● Aim of the exercise: The task calls for every line of the data to be retyped exactly.

===============

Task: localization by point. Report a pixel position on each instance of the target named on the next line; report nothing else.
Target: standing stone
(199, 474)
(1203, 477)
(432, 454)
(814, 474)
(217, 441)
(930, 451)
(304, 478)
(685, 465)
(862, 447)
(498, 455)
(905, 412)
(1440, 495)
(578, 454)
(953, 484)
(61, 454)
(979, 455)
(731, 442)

===============

● Answer to the problem:
Task: localization by point. Report a pixel position on each instance of the target named on the next line; report nothing else.
Target: standing stone
(199, 474)
(1203, 477)
(432, 454)
(814, 474)
(217, 441)
(930, 451)
(304, 478)
(685, 465)
(862, 447)
(498, 455)
(905, 412)
(1440, 495)
(578, 454)
(953, 484)
(61, 454)
(979, 455)
(731, 442)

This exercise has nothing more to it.